**Request:** Please copy out every line of the material below, requests included, and shift each answer point by adding 40 to both of its coordinates.

**Input records:**
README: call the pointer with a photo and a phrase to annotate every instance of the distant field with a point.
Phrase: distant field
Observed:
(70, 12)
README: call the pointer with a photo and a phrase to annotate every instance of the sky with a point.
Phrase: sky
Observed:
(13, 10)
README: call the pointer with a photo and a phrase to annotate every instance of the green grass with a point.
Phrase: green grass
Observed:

**Answer:**
README: call the pointer with a photo and a phrase to annotate every instance of the distant field with a point.
Phrase: distant field
Observed:
(110, 52)
README: call the pointer with a photo and a phrase to annotate every instance of the sky with a point.
Phrase: sky
Observed:
(53, 50)
README: call the pointer with a photo and a phrase to annotate every instance of the green grass with a point.
Phrase: green grass
Observed:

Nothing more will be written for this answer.